EXPLORE THE MATERIAL:
1. In the article on migraines and stroke risk in pregnancy, how many pregnancy-related hospital discharges were reported to the database from 2000 to 2003?
2. Pick up the article on migraines and stroke risk in pregnancy after its final sentence and keep writing it.

EXCERPT TO READ:
++++++

Study shows migraines increase stroke risk in pregnancy

By Jai Ellis
Posted by Ellen Krafve - email

It is estimated that about 15-17% of the population experiences migraine headaches. While this number may seem small, the World Health Organization has estimated that percentage to translate into more than 300 million afflicted. For a long time, migraine was merely considered a nuisance malady, which could cause great distress, but was of little threat to one's overall health. In the last four to five years, more and more research has suggested a positive link between migraine headaches and risk of stroke. In 2005, a meta-analysis of the available data suggested that a history of migraines increased stroke risk more than two-fold. It also suggested that patients who suffered from associated auras and women on oral contraceptives were at an even greater risk.

Now, a recent study published in the March issue of the British Medical Journal reports a significant association between migraine in pregnancy and the risk of a pregnancy-related stroke or heart attack.

The study was conducted by Wake Forest University Health Sciences at Winston-Salem, and its goal was to assess the correlation between migraine headaches and cardiovascular diseases in pregnancy. As their subjects, they looked a nationwide inpatient sample from the Healthcare Cost and Utilization Project of the Agency for Healthcare Research and Quality. From 2000-2003, there were 18,345,538 pregnancy-related hospital discharges reported to the database. The authors looked at the endpoints of migraine, stroke and vascular diseases as were reported and identified according to standard ICD-9 diagnosis codes.

++++++

EXTRACTED INFORMATION:
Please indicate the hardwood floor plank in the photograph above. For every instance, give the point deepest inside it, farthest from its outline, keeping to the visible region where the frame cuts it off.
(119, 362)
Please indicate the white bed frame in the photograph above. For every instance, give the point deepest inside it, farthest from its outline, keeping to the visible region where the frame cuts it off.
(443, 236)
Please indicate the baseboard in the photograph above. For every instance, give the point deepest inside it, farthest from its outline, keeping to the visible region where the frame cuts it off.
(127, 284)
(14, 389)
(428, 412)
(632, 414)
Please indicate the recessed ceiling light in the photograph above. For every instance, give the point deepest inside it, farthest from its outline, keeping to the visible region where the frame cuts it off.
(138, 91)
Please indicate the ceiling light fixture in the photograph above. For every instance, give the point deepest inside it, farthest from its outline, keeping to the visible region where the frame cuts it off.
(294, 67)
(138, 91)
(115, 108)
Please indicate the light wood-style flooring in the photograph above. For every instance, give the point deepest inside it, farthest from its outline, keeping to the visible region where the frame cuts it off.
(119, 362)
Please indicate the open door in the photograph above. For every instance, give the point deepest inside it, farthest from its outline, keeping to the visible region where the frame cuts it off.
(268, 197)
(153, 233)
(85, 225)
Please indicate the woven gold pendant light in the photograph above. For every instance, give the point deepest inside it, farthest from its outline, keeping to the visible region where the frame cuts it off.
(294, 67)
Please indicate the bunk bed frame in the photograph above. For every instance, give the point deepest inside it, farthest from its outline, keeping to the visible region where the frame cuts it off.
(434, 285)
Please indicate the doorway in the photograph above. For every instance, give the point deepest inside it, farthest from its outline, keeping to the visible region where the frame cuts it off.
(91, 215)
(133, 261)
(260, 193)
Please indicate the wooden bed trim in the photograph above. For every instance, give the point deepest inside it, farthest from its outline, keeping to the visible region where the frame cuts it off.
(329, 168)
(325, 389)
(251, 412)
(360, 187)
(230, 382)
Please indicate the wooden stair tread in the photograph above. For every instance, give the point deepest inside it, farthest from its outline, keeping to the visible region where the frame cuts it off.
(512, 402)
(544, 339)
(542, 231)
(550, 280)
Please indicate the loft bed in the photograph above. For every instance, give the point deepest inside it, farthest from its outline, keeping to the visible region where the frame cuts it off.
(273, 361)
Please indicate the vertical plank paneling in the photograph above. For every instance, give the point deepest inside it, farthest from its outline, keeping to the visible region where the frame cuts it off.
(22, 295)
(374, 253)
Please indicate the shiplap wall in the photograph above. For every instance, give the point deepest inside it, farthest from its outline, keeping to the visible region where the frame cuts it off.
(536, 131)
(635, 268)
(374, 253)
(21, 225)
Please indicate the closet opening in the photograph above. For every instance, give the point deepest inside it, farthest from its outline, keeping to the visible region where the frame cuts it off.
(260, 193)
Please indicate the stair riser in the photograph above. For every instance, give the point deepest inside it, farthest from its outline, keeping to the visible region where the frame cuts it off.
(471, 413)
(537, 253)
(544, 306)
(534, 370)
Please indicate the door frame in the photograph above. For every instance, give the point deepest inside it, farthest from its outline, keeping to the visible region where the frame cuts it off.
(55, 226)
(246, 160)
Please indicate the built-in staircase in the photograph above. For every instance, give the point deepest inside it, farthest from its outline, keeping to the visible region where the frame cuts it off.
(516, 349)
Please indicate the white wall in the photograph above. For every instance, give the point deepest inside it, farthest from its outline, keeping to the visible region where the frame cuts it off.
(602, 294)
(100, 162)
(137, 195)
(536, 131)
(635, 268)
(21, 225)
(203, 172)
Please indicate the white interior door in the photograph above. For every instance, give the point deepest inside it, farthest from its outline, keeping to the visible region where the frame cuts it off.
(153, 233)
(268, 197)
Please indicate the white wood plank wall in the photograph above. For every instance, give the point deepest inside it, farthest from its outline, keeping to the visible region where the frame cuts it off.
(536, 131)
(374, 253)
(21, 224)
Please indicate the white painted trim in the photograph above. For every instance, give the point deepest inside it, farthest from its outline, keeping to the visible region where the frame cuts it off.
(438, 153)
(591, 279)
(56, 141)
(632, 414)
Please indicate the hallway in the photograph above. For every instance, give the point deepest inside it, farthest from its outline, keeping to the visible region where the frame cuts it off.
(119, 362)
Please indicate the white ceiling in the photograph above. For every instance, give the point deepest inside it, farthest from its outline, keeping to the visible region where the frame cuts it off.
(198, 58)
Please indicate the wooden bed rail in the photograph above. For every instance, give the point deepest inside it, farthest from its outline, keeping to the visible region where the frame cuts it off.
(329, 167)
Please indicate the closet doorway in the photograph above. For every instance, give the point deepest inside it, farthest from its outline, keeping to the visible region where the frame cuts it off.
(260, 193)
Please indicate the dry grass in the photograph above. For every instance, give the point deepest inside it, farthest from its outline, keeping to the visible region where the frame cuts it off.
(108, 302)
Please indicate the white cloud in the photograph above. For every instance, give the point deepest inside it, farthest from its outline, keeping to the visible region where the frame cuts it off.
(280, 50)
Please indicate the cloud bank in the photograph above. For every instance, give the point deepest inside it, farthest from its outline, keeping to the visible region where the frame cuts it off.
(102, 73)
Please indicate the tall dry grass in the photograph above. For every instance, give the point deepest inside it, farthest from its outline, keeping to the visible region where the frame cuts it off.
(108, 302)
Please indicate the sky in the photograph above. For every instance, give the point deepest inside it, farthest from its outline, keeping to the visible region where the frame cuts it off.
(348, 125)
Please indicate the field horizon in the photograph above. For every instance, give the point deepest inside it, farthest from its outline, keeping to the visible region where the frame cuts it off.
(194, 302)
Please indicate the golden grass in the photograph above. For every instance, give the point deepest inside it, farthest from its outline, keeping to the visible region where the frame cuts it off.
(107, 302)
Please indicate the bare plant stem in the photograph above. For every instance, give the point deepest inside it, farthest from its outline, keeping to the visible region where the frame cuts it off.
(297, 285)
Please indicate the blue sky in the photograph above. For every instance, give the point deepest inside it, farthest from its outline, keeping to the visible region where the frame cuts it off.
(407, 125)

++++++

OUTPUTS BY TASK:
1. 18,345,538 pregnancy-related hospital discharges were reported.

2.
Among the samples there were 33,956 migraine codes, about 185 per 100,000 deliveries. Excluding pre-eclampsia, diagnoses that came to be associated with migraines in pregnancy were stroke, myocardial infarction, pulmonary embolus/thromboembolism and hypertension. Other associated entities were pre-eclampsia, gestational diabetes, and smoking.

The large size of the study gives it great statistical power; however, the limitations that do exiat are:

1. There is no determination in this database of which diagnosis came first, migraine or the
vascular malady. Consequently, prospective studies will be needed;
2. No distinction between migraines with and without aura;
3. Cause and effect not established;
4. Lack of data and research regarding use of drugs to treat cardiovascular risk factors in
pregnancy. With this limitation, there may have been great reluctance to treat pregnant
women whom might have been at risk with standard drugs.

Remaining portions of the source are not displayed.